[[ TASK INPUT, beginning ]]
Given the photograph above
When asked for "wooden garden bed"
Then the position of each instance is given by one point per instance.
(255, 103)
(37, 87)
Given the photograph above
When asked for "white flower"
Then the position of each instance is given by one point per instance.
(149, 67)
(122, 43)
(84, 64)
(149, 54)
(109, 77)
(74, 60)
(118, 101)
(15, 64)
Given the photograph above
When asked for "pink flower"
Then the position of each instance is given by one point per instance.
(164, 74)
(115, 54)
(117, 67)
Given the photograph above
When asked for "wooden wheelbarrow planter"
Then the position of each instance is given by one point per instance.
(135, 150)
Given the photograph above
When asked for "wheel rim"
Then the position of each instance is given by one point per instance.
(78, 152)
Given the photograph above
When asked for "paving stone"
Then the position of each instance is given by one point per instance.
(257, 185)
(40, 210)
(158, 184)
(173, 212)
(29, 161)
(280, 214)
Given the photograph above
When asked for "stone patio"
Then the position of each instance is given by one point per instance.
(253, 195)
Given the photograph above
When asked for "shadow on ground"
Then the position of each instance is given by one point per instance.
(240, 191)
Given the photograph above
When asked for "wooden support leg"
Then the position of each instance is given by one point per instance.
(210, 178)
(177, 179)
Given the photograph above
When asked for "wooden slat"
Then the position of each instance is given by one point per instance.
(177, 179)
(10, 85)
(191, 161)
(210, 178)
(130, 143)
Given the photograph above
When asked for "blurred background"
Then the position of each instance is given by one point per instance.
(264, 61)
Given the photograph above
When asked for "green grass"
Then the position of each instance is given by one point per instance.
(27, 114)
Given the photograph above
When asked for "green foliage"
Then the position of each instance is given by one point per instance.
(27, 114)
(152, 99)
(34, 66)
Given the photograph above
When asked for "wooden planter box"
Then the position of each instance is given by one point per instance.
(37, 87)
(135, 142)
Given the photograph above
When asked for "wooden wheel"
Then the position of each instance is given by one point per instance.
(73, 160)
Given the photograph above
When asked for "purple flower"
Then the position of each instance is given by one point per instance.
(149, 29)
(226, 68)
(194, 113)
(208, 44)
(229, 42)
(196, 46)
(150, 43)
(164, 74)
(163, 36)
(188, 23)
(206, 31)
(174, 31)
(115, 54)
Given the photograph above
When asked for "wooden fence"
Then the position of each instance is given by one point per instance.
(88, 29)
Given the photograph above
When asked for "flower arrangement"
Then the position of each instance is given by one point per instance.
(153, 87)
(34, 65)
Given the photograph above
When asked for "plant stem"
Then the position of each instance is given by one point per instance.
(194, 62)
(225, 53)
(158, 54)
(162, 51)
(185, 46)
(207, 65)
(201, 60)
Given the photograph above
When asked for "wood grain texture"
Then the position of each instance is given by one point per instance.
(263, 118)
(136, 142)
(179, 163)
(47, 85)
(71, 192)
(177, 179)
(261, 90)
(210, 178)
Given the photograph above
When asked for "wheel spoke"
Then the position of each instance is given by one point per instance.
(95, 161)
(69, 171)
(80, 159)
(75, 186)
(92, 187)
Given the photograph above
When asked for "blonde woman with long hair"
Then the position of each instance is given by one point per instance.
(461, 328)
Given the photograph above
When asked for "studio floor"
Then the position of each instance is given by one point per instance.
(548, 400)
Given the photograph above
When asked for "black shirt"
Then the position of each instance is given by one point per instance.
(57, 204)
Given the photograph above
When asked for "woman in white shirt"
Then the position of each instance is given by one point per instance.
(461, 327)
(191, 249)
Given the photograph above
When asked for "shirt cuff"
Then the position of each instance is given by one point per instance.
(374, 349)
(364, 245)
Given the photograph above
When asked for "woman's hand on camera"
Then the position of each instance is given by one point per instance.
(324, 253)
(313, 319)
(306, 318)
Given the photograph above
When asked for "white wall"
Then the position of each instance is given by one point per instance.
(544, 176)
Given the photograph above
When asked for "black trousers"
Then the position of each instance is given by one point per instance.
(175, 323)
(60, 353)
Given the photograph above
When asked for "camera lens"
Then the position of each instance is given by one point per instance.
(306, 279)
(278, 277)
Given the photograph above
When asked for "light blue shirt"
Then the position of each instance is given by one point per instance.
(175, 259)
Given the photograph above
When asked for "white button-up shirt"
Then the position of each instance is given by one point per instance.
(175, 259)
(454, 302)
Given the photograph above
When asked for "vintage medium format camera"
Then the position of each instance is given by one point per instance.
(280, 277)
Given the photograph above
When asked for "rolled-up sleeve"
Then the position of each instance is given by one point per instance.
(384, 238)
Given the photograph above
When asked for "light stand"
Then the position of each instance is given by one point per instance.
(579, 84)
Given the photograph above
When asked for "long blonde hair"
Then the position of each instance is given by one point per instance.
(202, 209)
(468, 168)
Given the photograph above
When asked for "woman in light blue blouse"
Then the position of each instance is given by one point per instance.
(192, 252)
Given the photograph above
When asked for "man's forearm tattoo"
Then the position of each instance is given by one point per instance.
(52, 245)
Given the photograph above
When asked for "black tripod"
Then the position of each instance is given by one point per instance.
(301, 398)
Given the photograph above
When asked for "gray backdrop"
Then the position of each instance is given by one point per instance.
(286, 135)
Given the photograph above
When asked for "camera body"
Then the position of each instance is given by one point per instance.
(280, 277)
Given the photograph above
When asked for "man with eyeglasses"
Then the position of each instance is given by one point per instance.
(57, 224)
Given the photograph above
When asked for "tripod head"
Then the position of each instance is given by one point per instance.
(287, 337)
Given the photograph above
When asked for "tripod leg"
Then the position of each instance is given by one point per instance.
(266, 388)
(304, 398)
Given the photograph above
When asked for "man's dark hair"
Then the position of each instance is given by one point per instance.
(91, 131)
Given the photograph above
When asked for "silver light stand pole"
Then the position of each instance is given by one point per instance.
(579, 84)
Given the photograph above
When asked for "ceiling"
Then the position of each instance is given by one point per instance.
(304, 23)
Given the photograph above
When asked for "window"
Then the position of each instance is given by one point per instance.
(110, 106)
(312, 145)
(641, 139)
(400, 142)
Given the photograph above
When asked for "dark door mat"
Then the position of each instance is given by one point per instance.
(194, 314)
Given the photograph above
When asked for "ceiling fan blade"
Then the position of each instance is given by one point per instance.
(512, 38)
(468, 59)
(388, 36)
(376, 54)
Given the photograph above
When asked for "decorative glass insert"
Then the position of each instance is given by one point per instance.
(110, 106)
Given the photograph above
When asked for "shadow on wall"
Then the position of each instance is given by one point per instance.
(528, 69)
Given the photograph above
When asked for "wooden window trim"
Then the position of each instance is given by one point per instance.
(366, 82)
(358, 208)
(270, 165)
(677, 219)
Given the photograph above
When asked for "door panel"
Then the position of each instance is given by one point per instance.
[[ TASK INPUT, end ]]
EXERCISE DIRECTIONS: Your task is to transcribe the material, which must come out exactly as written.

OUTPUT OF THE EXERCISE:
Given the photograph above
When asked for "wooden garden bed"
Then the position of each instance is given by one point per instance.
(255, 103)
(37, 87)
Given the photograph above
When asked for "white flower"
Then the position of each instance is given by one point per instance.
(149, 67)
(122, 43)
(84, 64)
(149, 54)
(109, 77)
(74, 60)
(118, 101)
(15, 64)
Given the photograph above
When asked for "pink flower"
Then the position of each instance is given by one point per instance.
(164, 74)
(115, 54)
(117, 67)
Given the photograph above
When asked for "wooden wheelbarrow planter"
Then the position of each instance is given by one point per instance.
(135, 150)
Given the photograph above
When asked for "wheel rim"
Then the position of each instance is given by one point per instance.
(78, 152)
Given the photograph above
When asked for "paving stone"
Then the position of each instance is given by one point per instance.
(257, 185)
(40, 210)
(158, 184)
(173, 212)
(29, 161)
(280, 214)
Given the photograph above
When asked for "stone patio"
Then the position of each instance is given by one point per instance.
(253, 195)
Given the photograph above
When asked for "shadow on ground"
Then the position of each instance is given by one point per instance.
(240, 191)
Given the photograph above
When asked for "wooden support leg"
Then the position of each instance is given by one point per instance.
(210, 178)
(177, 179)
Given the photograph above
When asked for "wooden slat"
Then the position of each instance is given by one point per instance.
(177, 179)
(10, 85)
(191, 161)
(210, 178)
(130, 143)
Given the photograph above
When asked for "blurred background"
Then the position of each instance is given by one point per instance.
(264, 61)
Given the photograph above
When asked for "green grass"
Then the position of each instance is given by one point per instance.
(27, 114)
Given the photograph above
When asked for "green foliage"
Then the position of each instance is given by one point per instance.
(27, 114)
(152, 99)
(34, 66)
Given the photograph above
When asked for "wooden planter box"
Then the position of each instance is given by one point per instance.
(37, 87)
(135, 142)
Given the photograph above
When asked for "wooden wheel"
Then the position of each instance is given by one point per instance.
(73, 160)
Given the photograph above
When asked for "purple flower"
Then the position of each instance is given by one point per instance.
(149, 29)
(226, 68)
(194, 113)
(208, 44)
(229, 42)
(196, 46)
(150, 43)
(164, 74)
(163, 36)
(188, 23)
(206, 31)
(174, 31)
(115, 54)
Given the photograph above
When asked for "wooden fence"
Then the position of each instance is given by one point per instance.
(88, 29)
Given the photograph above
When asked for "flower arrangement"
Then the position of each instance is given by one point per instance.
(153, 87)
(34, 65)
Given the photograph above
When asked for "plant stem"
Then the position of each instance is given by one point per instance.
(194, 62)
(225, 53)
(158, 54)
(162, 51)
(185, 46)
(207, 65)
(201, 60)
Given the photograph above
When asked for "wood grain texture"
Then the position of each instance is given by one point per instance.
(263, 118)
(136, 142)
(179, 163)
(47, 85)
(71, 192)
(177, 179)
(261, 90)
(210, 178)
Given the photograph above
When asked for "wheel spoke"
Then the position of each instance is given by one point per instance.
(95, 161)
(69, 171)
(80, 159)
(75, 186)
(92, 187)
Given the photograph above
When asked for "blonde woman with long hair"
Then the position of each instance is given by one point per instance.
(461, 328)
Given the photograph above
When asked for "studio floor"
Then the position of each instance is given by one point per instance.
(548, 400)
Given the photograph above
When asked for "black shirt"
Then the position of each instance is given by one point per instance.
(57, 204)
Given the photograph above
When asked for "woman in white shirt"
Then the position of each instance is given by one point per instance.
(461, 327)
(191, 249)
Given the photograph above
When asked for "shirt cuff"
Then the position of each instance is given by one point per instance.
(374, 349)
(364, 245)
Given the photograph above
When asked for "woman's hand on camera"
Then the position of each instance is given by one point per instance.
(324, 253)
(313, 319)
(306, 318)
Given the photograph above
When asked for "white wall"
Then the position of each instance is given by one point per instance.
(544, 176)
Given the photograph above
When asked for "black trousers"
Then the position of each instance is given by one point per instance.
(175, 323)
(60, 353)
Given the photograph above
When asked for "camera lens"
Then the position of each instance is given by one point per instance.
(306, 279)
(278, 277)
Given the photograph above
When asked for "light blue shirt"
Then the position of each instance is given by one point per instance.
(175, 259)
Given the photograph above
When asked for "white button-up shirt"
Then the position of each instance is given by one point per instance.
(175, 259)
(454, 302)
Given the photograph above
When asked for "vintage medium format camera"
Then the position of each instance is given by one point per instance.
(280, 277)
Given the photograph above
When asked for "rolled-up sleeve"
Then the position of each instance is given by one point per instance.
(384, 238)
Given the photograph above
When asked for "light stand"
Then the position of each instance is given by one point per instance.
(579, 84)
Given the photograph above
When asked for "long blonde hair"
Then the position of each instance is given by one point per instance.
(202, 209)
(468, 168)
Given the photograph above
When asked for "woman in light blue blouse"
Then the position of each instance is given by one point per instance.
(192, 252)
Given the photograph above
When asked for "man's forearm tattoo"
Then the position of each instance is given by one point per instance.
(52, 245)
Given the photograph above
When asked for "black tripod"
Then the position of each instance is given by one point per instance.
(301, 398)
Given the photograph above
When asked for "gray backdrop"
Then the position of each instance is given by one point per instance.
(286, 135)
Given the photograph above
When asked for "camera body"
Then the position of each instance is given by one point per instance.
(280, 277)
Given the photograph above
When asked for "man with eyeglasses"
Then the position of each instance is given by one point per instance.
(57, 224)
Given the photograph above
When asked for "tripod head"
Then the position of each instance is given by one point per instance.
(287, 337)
Given the photograph above
When asked for "tripod leg"
Then the position of each instance is given by one point per instance.
(266, 388)
(304, 398)
Given the photograph above
When asked for "man's dark hair"
Then the position of each instance is given by one point per instance.
(91, 131)
Given the photograph above
When asked for "silver light stand pole"
Then the position of each instance is given by one point per instance.
(579, 84)
Given the photograph above
When asked for "ceiling"
Then the position of each instance is given by one point per instance.
(304, 23)
Given the photograph above
When asked for "window"
Then the position of each instance is given by one point per instance.
(110, 106)
(312, 145)
(641, 139)
(400, 142)
Given the photograph above
When asked for "dark door mat"
Then the position of each instance is given by one point per instance.
(194, 314)
Given the photograph above
When asked for "ceiling fan blade"
Then the position of each instance is given by one point per instance.
(512, 38)
(468, 59)
(388, 36)
(376, 54)
Given the photograph above
When asked for "decorative glass insert"
Then the position of each instance is given by one point per instance.
(110, 106)
Given the photograph above
When asked for "shadow on wall"
Then the position of each instance is given by one point per instance.
(528, 69)
Given the photograph above
When asked for "wooden window trim"
Then the position of each instance is given by one point per instance.
(366, 82)
(358, 208)
(270, 165)
(677, 219)
Given the photograph above
When asked for "door panel"
Then the position of each instance is given by one point per instance.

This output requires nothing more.